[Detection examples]
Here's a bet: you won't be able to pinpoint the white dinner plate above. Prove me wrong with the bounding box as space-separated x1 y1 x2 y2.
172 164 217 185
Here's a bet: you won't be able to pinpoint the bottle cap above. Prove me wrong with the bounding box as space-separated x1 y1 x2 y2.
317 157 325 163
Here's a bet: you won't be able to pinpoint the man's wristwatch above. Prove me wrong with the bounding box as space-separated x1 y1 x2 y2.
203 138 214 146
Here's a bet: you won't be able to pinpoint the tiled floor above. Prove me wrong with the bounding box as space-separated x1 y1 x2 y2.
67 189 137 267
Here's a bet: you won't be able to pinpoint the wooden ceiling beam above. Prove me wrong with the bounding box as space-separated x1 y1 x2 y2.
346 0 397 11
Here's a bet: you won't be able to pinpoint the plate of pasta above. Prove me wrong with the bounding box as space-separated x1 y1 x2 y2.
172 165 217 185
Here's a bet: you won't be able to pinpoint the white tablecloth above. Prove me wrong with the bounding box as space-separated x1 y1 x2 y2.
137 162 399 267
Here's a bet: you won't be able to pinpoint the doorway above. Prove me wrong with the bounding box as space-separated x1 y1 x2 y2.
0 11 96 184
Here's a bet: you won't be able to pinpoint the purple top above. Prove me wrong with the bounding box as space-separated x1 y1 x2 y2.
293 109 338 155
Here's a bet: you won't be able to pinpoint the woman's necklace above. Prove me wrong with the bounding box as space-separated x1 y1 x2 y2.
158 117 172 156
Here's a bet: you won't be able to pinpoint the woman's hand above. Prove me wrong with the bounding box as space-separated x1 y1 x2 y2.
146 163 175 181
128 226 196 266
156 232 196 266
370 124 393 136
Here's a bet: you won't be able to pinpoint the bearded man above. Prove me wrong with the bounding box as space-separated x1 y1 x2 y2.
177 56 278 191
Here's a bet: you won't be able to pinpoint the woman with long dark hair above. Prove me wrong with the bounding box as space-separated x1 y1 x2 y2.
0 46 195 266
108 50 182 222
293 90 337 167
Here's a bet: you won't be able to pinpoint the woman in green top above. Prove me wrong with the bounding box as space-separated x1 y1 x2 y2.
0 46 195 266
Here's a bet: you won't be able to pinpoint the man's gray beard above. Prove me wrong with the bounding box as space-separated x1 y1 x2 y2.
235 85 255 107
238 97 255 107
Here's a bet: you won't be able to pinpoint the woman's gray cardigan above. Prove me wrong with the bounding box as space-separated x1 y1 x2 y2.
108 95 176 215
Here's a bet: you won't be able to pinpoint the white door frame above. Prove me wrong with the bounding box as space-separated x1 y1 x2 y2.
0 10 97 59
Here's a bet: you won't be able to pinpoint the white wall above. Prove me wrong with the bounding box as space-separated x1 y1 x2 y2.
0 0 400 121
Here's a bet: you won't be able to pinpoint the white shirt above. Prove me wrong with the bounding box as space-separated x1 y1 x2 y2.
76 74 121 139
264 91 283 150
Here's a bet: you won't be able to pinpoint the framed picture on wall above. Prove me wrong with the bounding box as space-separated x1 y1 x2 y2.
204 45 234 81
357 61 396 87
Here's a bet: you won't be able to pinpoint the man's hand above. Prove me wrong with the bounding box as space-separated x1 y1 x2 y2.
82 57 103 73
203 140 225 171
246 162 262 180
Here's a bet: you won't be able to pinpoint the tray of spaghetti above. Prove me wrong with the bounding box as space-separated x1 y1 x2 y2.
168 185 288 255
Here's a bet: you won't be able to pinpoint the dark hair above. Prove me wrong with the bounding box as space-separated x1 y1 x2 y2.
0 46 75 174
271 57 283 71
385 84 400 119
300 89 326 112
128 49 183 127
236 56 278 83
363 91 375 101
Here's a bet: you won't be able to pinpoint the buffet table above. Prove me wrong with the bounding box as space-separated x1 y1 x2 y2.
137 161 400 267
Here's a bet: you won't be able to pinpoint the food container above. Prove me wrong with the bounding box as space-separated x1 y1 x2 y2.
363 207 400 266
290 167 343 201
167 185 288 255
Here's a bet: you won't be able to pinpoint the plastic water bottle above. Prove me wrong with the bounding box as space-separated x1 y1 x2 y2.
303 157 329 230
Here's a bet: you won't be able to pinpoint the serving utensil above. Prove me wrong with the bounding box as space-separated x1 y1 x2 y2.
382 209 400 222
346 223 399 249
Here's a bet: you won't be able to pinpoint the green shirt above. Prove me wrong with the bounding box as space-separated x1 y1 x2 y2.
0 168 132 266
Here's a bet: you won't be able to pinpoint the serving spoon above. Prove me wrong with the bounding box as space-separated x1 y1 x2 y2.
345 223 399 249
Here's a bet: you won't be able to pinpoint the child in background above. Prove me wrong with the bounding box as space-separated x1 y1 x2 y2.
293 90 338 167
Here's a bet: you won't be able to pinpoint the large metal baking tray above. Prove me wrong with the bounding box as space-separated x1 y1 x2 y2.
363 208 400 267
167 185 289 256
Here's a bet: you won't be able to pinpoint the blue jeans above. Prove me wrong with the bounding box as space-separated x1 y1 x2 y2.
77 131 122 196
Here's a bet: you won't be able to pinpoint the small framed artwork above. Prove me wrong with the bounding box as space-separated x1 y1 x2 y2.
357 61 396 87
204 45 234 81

...

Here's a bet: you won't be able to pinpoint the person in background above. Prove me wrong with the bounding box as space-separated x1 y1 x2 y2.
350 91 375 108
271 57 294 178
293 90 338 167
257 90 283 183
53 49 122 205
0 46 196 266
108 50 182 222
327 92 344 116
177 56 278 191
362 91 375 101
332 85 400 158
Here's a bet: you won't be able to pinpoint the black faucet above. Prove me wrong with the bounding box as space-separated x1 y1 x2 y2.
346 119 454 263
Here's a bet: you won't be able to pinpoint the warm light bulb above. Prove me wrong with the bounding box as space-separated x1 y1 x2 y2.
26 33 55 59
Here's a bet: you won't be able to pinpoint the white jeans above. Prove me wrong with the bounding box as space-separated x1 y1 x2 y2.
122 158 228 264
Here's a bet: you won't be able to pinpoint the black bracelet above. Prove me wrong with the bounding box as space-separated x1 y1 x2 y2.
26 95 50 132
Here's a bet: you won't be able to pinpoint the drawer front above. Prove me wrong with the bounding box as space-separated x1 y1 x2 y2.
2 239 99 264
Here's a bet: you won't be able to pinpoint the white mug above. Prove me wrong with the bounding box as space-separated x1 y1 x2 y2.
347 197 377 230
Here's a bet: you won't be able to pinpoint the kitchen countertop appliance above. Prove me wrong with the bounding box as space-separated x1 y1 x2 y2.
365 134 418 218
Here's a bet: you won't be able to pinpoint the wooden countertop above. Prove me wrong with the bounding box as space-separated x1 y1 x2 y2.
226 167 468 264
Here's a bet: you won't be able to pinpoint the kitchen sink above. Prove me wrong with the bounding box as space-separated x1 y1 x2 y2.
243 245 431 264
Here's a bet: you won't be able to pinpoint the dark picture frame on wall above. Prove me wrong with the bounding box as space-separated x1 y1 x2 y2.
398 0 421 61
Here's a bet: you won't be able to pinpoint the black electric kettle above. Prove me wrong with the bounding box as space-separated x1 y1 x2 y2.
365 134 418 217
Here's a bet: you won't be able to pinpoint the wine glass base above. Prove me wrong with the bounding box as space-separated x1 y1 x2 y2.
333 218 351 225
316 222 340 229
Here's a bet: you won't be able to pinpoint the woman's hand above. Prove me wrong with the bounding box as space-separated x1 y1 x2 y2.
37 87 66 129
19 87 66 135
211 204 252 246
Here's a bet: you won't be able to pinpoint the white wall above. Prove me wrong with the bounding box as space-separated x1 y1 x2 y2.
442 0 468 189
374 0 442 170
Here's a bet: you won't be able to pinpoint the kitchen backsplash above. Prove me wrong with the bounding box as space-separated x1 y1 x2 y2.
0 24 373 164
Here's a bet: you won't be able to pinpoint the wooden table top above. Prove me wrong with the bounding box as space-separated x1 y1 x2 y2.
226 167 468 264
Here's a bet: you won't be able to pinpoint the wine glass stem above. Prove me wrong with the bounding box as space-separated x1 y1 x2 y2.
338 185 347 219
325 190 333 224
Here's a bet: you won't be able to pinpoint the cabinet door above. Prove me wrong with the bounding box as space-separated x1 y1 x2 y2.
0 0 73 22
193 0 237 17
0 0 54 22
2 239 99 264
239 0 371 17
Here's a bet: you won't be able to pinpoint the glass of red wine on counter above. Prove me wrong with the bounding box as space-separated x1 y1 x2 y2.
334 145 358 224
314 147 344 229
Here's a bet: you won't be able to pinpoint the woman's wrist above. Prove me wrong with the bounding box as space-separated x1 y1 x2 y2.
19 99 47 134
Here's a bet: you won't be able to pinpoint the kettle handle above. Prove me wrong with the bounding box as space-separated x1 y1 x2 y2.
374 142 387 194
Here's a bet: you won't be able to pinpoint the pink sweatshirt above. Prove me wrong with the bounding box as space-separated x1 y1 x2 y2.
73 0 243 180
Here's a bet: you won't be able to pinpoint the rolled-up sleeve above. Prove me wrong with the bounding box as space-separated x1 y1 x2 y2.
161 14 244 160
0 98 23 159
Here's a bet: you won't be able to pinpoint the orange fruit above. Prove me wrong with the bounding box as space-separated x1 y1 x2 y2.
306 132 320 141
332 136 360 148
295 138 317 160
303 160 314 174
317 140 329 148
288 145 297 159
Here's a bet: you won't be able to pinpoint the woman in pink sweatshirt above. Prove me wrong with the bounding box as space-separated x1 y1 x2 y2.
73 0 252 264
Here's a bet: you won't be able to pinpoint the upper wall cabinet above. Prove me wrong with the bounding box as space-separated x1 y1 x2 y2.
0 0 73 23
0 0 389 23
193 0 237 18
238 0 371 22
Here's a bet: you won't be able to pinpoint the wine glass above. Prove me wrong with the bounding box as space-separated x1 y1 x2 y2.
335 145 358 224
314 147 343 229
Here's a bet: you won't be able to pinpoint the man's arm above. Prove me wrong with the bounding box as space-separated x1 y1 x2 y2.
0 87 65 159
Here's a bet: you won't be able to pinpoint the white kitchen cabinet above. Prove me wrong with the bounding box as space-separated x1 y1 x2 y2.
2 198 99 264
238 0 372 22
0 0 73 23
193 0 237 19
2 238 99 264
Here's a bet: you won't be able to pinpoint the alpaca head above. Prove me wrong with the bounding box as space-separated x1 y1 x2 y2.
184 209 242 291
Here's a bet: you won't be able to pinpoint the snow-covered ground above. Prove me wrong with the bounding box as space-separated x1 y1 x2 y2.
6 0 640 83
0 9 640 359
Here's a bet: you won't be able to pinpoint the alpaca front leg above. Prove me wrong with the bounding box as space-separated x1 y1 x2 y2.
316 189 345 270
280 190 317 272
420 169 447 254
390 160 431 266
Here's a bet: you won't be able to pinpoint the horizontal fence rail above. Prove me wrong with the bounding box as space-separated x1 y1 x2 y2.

* * *

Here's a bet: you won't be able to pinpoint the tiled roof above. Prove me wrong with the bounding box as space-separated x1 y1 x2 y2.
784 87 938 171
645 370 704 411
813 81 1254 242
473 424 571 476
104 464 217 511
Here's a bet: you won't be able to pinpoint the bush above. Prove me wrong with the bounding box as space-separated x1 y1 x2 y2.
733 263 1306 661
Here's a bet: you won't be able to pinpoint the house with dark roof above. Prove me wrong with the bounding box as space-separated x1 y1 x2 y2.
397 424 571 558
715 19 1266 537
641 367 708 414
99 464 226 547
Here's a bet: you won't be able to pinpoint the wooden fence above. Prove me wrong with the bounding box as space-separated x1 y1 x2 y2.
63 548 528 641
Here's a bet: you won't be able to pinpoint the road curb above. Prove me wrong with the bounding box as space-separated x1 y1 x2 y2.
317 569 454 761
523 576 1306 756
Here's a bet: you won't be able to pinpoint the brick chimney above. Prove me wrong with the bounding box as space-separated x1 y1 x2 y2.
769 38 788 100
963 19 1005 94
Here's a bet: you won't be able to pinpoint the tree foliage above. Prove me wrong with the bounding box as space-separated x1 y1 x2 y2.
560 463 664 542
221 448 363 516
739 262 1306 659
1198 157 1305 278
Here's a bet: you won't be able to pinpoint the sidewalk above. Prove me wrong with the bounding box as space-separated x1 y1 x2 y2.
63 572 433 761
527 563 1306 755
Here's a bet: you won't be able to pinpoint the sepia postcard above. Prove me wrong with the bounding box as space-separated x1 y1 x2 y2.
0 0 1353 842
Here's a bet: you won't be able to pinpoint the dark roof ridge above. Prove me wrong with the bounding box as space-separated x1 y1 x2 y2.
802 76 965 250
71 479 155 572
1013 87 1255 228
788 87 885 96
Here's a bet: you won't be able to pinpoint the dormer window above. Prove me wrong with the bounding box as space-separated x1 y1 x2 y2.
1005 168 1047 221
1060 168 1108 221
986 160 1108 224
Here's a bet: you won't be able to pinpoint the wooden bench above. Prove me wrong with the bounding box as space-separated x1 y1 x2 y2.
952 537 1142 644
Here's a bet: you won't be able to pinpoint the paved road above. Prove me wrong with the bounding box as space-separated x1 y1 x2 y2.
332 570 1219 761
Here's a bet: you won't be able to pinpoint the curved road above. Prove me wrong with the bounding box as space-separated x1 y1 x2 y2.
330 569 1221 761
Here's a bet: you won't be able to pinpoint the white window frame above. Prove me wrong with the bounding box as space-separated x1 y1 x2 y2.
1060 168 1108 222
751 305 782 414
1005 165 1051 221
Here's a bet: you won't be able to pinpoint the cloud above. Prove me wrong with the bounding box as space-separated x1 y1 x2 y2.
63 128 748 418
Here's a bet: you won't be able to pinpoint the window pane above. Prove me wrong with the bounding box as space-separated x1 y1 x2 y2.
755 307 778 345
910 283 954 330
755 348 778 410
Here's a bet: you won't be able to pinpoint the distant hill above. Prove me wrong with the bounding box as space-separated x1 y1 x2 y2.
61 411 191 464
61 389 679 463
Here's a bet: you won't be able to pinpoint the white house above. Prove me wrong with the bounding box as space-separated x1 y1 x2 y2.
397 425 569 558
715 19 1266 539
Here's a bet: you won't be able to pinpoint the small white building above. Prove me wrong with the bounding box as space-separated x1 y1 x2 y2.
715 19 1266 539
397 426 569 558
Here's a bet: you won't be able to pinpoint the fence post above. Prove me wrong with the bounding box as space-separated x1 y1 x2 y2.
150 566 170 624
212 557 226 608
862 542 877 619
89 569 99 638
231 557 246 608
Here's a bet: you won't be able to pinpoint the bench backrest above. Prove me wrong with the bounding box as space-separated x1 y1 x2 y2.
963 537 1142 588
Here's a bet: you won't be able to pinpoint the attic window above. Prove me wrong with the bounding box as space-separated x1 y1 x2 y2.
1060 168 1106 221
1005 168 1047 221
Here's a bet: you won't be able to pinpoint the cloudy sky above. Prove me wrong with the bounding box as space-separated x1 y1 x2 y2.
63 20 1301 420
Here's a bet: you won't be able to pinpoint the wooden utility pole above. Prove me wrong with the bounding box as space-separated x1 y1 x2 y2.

- STATED PROBLEM -
Scale down the material starting with the line that contains "Here's a bet: you won't be able to pinpoint the sidewalk" and going on through the line that contains "63 128 748 418". Copy only those lines, requests included, and multiply each bounding-box coordinate in the answers by 0.5, rounding to whole numbers with halves going up.

- EXERCISE RESPONSE -
Here's a bet: you won't be able to pinpoint the sidewalk above. Prove me wrong with the bounding box as space-separated x1 y1 x2 y2.
32 286 217 381
264 282 653 378
Here's a bet: you won't be able to pinpoint the sepia postcard above. Prove me wrong with the bounding box as space-separated x1 y1 x2 y2.
0 0 677 421
Here's a bet: you won't be able to pinpoint the dark roof ridge above. Prove me wrong with the bounding box as space-separated x1 y1 x2 y2.
401 38 483 125
36 240 78 286
507 44 628 114
394 44 443 48
Here's a bet: you won't be able to pinpoint the dormer window above. Prove me wrong with the bounding box as space-separated x1 y1 x2 y2.
503 84 524 111
530 84 554 111
493 80 554 112
Here's a bet: you won't be able to pinpoint the wooden bench above. Prove me wrong with the bounding box as space-separated x1 y1 x2 y2.
476 269 571 322
Here's a bet: you won't be able to pinpoint the paved road above. Prove me wrong with the bounding box as space-separated x1 y1 x2 y2.
166 285 610 381
Here's a bet: you won't be able to pinpoint the curved road above. Prove me wrong with the bounding box as space-separated x1 y1 x2 y2.
165 285 611 381
Here's a bet: you won't be able to pinpoint the white window frame above. Prove me wrong with the bounding box as space-separated x1 y1 x2 y2.
530 84 554 111
376 153 391 207
503 83 526 111
Here's a bet: you won't be able to pinpoint the cloud above. Prove me wrong with the bounding box as space-separated x1 y1 x2 y2.
32 64 374 209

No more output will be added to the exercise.